# [Excerpt]

*** Block opens ***

Publications | Md. Shalha Mucha Bhuyan

Core Research Areas

Multimodal Deep Learning
Large Language Models (LLMs)
AI for Cybersecurity
Text Classification
Computer Vision

Selected Publications

BVQA: Connecting Language and Vision Through Multimodal Attention for Open-Ended Question Answering 2025

Venue: IEEE Xplore • Journal Rank: Q1 • Impact Factor: 3.5
Authors: Md. Shalha Mucha Bhuyan, Eftekhar Hossain, et al.

Visual Question Answering (VQA) is a challenging problem of Artificial Intelligence (AI) that requires an understanding of natural language and computer vision to respond to inquiries based on visual content within images. Research on VQA has gained immense traction due to its wide range of applications in aiding visually impaired individuals, enhancing human-computer interaction, facilitating content-based image retrieval systems, etc. While there has been extensive research on VQA, most were predominantly focused on English, often overlooking the complexity associated with low-resource languages, especially in Bengali. To facilitate research in this arena, we have developed a large scale Bengali Visual Question Answering (BVQA) dataset by harnessing the in-context learning abilities of the Large Language Model (LLM). Our BVQA dataset encompasses around 17,800 diverse open-ended QA Pairs generated from the human-annotated captions of ≈3,500 images. Replicating existing VQA systems for a low-resource language poses significant challenges due to the complex nature of their architectures and adaptations for particular languages. To overcome this challenge, we proposed Multimodal CRoss-Attention Network (MCRAN), a novel framework that leverages pretrained transformer architectures to encode the visual and textual information. Furthermore, our method utilizes a multi-head attention mechanism to generate three distinct vision-language representations and fuses them using a sophisticated gating mechanism to answer the query regarding an image. Extensive experiments on the BVQA dataset show that the proposed method outperformed the existing baseline across various answer categories.

Advancing Bangla Sign Language Recognition Through Deep Learning Techniques 2025

Venue: NCIM 2025, Gazipur, Bangladesh (Accepted)
Authors: Fahmida Ahamed Ifty, Md. Shalha Mucha Bhuyan, et al.

The importance of Bangla Sign Language (BdSL) is growing as the number of users continues to increase. However, research in this field remains underexplored. This study emphasizes the significance of BdSL and proposes an automated interpreter system for detecting and recognizing signs. To address the scarcity of established datasets, we developed a custom video dataset comprising 784 sample videos to facilitate empirical research and model training. These videos capture dynamic signs, enabling more effective detection. We experimented with various deep learning models, incorporating diverse pre-processing and frame extraction techniques. Our proposed 3D Convolutional Neural Network (3D CNN) architecture outperformed other models, achieving an accuracy of 82.6%. The model was further evaluated using multiple performance metrics and tested for some recorded videos. Overall, the classification results were robust across all sign classes, demonstrating the effectiveness of our approach.

*** Block closes ***

# [Material shown]
*** Block opens ***

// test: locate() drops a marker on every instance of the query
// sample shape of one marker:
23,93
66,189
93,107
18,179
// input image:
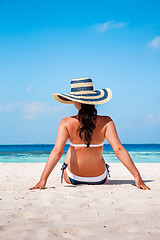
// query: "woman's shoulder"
68,120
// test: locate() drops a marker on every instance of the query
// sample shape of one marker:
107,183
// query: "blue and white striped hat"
82,92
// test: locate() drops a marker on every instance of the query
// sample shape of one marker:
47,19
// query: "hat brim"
95,98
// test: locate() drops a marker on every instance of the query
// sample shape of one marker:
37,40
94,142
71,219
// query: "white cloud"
29,88
102,27
155,43
9,107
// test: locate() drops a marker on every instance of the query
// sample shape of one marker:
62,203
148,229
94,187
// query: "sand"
116,210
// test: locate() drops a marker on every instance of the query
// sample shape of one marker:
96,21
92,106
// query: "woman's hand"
41,184
139,183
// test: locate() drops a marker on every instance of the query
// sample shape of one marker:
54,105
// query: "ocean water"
140,153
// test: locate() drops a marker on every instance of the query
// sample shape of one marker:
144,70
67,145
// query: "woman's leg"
65,175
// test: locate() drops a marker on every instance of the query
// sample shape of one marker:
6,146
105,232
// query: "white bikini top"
85,145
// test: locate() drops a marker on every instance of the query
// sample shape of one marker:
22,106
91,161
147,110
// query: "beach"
115,210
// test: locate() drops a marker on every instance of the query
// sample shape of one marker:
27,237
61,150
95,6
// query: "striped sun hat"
82,92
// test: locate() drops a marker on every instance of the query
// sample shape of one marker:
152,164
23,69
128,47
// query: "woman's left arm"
122,154
55,155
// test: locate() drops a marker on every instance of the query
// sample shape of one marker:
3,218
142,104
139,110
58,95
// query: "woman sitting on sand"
84,163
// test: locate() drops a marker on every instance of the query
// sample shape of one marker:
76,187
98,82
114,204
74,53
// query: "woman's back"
85,161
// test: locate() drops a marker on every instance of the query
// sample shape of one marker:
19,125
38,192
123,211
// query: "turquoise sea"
140,153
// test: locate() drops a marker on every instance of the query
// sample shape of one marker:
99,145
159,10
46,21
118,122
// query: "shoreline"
115,210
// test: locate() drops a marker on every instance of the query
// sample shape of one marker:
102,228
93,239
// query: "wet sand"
114,211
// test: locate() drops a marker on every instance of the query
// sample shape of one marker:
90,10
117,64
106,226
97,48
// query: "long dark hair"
87,117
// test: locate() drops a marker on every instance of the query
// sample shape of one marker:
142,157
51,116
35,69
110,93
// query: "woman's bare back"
82,161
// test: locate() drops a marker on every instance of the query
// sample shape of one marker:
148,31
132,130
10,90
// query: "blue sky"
46,44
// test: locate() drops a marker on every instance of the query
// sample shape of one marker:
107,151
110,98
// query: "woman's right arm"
55,155
122,154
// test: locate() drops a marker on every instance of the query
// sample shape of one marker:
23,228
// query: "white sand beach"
116,210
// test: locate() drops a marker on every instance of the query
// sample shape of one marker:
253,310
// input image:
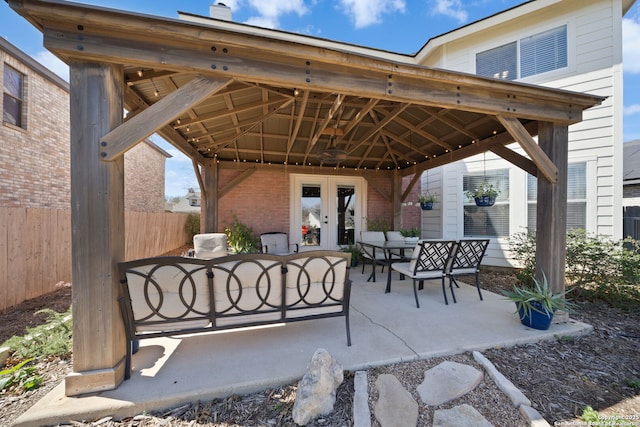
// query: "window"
576,198
487,221
543,52
538,54
500,62
13,83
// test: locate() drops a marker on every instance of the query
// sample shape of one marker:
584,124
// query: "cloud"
631,110
631,45
269,12
452,9
53,63
368,12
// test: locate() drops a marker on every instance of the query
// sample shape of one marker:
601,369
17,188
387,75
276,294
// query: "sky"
402,26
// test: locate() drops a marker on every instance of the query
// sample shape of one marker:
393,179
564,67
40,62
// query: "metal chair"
369,254
277,243
429,261
465,261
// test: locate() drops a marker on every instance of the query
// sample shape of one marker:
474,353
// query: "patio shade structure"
235,96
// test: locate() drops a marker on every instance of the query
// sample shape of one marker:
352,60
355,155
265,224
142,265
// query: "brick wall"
35,161
260,202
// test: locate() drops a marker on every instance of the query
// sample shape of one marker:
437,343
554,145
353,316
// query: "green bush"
192,226
53,338
241,239
596,267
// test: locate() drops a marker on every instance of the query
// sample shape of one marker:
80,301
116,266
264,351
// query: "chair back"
468,254
210,245
275,242
431,255
394,236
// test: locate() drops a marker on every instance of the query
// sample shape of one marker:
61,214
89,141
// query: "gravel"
561,377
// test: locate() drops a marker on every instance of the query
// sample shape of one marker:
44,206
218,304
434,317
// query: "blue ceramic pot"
536,320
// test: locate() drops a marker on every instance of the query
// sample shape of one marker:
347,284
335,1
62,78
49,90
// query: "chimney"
220,11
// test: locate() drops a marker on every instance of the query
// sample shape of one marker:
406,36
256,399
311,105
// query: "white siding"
594,28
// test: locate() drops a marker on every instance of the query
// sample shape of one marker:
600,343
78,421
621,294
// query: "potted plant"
411,235
537,303
427,200
356,254
485,195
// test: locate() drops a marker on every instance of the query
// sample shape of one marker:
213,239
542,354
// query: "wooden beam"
325,122
408,84
522,137
520,161
468,151
169,108
551,213
98,242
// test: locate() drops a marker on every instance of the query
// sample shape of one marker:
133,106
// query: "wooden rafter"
158,115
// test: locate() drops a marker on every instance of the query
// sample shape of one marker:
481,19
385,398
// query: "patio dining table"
387,247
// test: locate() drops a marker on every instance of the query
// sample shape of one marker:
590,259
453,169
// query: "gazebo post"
98,239
551,226
210,196
396,200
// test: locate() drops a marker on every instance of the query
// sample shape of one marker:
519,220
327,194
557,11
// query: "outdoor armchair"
466,260
429,261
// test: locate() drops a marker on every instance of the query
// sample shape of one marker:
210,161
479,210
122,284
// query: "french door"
326,211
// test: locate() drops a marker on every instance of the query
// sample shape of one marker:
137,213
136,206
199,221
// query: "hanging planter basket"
485,201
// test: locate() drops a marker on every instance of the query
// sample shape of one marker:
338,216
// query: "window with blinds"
543,52
13,82
539,53
576,198
500,62
490,221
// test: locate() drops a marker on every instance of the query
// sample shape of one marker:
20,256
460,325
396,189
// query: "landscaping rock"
448,381
395,406
316,393
460,416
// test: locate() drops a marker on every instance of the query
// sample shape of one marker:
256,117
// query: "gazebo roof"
242,94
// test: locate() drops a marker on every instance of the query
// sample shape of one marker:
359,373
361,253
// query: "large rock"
460,416
448,381
395,406
316,392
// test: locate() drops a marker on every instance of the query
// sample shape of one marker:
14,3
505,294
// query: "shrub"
596,267
50,339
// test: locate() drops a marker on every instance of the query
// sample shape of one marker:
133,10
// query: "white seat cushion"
210,245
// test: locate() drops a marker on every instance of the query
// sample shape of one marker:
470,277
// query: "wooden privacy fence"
35,247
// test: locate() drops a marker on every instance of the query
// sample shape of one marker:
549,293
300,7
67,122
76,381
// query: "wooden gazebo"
234,96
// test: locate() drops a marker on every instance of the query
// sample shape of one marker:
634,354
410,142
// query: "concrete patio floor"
385,328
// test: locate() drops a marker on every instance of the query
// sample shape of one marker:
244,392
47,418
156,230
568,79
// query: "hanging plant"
485,195
427,200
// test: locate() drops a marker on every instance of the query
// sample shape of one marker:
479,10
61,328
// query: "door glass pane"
345,214
311,214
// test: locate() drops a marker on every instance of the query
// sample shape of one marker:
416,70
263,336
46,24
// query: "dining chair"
371,255
465,261
429,260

*** Block closes ***

# [Directions]
Check each statement against the publications page. Answer yes or no for each, and quote the words from the page that decide it. (a) The BVQA dataset holds around 17,800 open-ended QA pairs. (b) The custom dataset built for Bangla Sign Language recognition consists of 3,500 videos. (c) The proposed 3D CNN architecture reached an accuracy of 82.6%.

# [Your solution]
(a) Yes: "Our BVQA dataset encompasses around 17,800 diverse open-ended QA Pairs"
(b) No: "we developed a custom video dataset comprising 784 sample videos"
(c) Yes: "Our proposed 3D Convolutional Neural Network (3D CNN) architecture outperformed other models, achieving an accuracy of 82.6%"